» Directions for this task
Pick up the text on Elasticsearch heap and shard sizing where it stops, writing the next part in the same technical voice.

» Excerpt provided
Elasticsearch heap is shared across all shards on a node. Segment overhead alone is roughly 25MB per shard. With 30 shards on one node, that is 750MB before you even touch indexing buffers or caches.

Docs per shard guidelines:

Shard Size TargetDocs per Shard (approx)
10GB shard10-30M docs (variable by doc size)
30GB shard30-100M docs
50GB shard50-150M docs

Doc count is harder to predict than shard size. A 1KB doc and a 50KB doc land at very different doc counts even at the same shard size. Watch both.

Example: 500GB index with 3 primary shards and 1 replica each:

shards_per_node = 3 primaries + 3 replicas = 6 shards
at 30GB/shard = 180GB per node

heap needed:
  segment overhead: 6 × 25MB = 150MB
  indexing buffer: 512MB (default, scales with heap)
  query cache: 276MB (10% of ~2.7GB heap)
  fielddata: 276MB
  OS reserve: 1GB
  total ≈ 2.5GB minimum, 4GB recommended

The sweet spot is 30GB-32GB heap per node. Above 32GB, Lucene starts using direct memory buffers outside the Java heap, which shifts the memory math. Most production clusters run 31GB heap on 64GB machines — the remaining RAM goes to the OS page cache, which Lucene uses heavily for file system caching.

» Dataset content
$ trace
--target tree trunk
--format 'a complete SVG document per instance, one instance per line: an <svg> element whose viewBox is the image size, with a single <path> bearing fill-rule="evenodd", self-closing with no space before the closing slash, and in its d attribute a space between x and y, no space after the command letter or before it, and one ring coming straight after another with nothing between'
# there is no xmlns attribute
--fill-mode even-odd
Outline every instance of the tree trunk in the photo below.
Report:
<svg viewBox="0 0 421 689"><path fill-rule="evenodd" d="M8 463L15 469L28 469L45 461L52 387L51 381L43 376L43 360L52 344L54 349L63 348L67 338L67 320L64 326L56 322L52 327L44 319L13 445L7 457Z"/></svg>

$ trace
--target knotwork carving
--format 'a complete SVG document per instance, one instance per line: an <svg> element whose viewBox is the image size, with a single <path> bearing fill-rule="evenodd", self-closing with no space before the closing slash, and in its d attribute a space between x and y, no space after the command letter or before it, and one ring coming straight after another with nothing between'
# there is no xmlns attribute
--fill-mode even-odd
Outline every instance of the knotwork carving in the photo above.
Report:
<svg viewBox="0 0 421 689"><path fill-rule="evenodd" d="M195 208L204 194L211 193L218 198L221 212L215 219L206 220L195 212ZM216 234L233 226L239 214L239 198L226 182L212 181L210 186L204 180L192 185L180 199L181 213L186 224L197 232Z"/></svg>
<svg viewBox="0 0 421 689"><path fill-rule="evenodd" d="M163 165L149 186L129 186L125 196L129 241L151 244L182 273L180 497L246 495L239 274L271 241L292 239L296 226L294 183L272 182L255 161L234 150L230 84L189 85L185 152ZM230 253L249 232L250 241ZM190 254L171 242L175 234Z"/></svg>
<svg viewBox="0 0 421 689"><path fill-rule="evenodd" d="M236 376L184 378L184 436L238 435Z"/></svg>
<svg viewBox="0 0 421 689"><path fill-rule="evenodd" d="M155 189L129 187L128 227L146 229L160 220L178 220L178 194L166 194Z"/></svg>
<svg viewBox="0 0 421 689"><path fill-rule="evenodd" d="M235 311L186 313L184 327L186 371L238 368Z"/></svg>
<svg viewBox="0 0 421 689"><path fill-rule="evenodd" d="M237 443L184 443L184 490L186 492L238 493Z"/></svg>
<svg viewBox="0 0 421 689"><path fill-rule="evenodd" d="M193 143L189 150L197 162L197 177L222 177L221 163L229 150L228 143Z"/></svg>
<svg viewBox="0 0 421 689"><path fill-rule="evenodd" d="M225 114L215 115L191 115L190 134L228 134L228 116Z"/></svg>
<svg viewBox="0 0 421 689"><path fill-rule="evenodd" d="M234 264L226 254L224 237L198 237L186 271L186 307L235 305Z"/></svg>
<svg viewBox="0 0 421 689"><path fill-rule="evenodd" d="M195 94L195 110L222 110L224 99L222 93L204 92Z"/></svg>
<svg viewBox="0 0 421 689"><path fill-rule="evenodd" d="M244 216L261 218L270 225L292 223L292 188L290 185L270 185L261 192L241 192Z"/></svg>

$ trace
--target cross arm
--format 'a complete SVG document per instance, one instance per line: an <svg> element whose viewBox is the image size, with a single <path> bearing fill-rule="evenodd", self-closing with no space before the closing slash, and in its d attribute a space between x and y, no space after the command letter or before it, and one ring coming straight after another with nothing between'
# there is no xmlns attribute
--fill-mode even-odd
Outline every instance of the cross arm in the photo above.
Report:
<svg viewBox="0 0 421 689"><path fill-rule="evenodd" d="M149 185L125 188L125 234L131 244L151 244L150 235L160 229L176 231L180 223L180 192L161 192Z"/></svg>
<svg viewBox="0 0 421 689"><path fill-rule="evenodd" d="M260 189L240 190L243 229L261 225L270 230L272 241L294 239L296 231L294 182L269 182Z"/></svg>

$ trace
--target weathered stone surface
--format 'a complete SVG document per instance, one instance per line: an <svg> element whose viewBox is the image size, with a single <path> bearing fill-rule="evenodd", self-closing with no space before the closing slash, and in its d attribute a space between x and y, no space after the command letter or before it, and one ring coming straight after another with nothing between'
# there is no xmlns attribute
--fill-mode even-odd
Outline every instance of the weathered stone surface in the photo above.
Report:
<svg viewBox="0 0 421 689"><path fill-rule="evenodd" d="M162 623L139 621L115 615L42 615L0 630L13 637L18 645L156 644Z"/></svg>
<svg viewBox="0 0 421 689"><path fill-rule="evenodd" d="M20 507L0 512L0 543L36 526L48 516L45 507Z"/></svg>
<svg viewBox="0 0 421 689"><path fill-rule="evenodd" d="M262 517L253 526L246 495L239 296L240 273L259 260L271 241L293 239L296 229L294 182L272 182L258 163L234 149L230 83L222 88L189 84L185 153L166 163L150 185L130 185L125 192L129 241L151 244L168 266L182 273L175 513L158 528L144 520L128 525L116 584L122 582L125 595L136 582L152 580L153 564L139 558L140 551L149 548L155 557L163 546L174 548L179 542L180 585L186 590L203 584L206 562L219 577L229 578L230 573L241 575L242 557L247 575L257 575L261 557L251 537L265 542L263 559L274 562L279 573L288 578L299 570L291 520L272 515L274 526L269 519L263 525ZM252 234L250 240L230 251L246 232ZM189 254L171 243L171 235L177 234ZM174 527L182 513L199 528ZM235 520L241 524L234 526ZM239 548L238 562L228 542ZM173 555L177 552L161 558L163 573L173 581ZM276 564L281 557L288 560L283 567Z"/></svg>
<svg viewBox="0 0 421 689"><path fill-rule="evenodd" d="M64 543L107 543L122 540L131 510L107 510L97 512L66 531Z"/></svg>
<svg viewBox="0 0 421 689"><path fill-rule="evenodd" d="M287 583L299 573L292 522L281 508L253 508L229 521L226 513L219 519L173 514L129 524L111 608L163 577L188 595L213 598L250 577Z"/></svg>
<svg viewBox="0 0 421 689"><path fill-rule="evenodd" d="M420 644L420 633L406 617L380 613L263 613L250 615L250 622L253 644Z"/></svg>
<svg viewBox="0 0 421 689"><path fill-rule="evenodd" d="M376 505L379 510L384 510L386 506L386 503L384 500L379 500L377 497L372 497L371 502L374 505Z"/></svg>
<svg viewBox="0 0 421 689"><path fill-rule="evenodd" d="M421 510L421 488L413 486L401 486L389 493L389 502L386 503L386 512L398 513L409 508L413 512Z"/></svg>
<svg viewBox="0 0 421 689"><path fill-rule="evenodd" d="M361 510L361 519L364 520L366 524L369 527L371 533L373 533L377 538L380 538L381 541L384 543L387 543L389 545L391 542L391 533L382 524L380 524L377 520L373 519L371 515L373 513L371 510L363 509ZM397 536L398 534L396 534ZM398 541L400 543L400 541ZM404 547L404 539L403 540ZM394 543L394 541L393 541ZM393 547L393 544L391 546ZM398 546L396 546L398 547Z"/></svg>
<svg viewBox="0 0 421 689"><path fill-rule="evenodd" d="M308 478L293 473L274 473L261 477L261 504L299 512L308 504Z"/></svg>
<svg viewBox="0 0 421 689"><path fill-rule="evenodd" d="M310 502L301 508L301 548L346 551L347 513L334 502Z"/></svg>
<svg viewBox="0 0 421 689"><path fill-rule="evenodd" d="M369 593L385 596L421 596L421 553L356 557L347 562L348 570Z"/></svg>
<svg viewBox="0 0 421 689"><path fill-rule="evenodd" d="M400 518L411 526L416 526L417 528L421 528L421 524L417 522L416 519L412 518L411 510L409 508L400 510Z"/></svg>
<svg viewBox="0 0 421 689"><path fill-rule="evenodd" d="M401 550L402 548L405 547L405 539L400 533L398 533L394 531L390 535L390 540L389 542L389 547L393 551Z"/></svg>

» Answer
When to Use / When Not to Use

When to Use Elasticsearch

  • Log and event analysis at scale, especially with the ELK stack
  • Full-text search with complex relevance tuning and fuzzy matching
  • Real-time analytics on time-series data with aggregations
  • Distributed search where horizontal scalability is a requirement
  • Autocomplete and type-ahead features via completion suggester

When Not to Use Elasticsearch

  • Primary data store requiring ACID transactions (use a proper database)
  • Simple key-value lookups where a document store suffices
  • Heavy join operations across multiple entity types
  • Systems requiring strong consistency (Elasticsearch is eventually consistent by default)
  • Small datasets where a single PostgreSQL tsvector or SQLite FTS5 would suffice

Production Failure Scenarios

FailureImpactMitigation
Primary shard allocation failsIndex unavailable for writesSet index.number_of_replicas >= 1 and use automatic retry
Coordinating node OOMSearch queries fail across clusterLimit search.max_buckets, add circuit breakers, increase heap
Split-brain during network partitionDuplicate data or conflicting primariesUse minimum_master_nodes ( quorum), prefer single-zone clusters
Bulk indexing queue overflowDocuments rejected, indexing lagSize queue with thread_pool.write.queue_size, implement backpressure
Hot/Warm node imbalanceSome nodes run out of disk or CPUUse Index Lifecycle Management (ILM), allocate shards manually
Incorrect analyzer causing data lossDocuments return no resultsTest analyzers with _analyze API before applying to production indices

Observability Checklist

Metrics to Monitor

{
  "cluster_metrics": {
    "cluster_health": "green/yellow/red status",
    "number_of_pending_tasks": "< 100 typically",
    "task_duration_avg": "< 1s for search, < 5s for bulk"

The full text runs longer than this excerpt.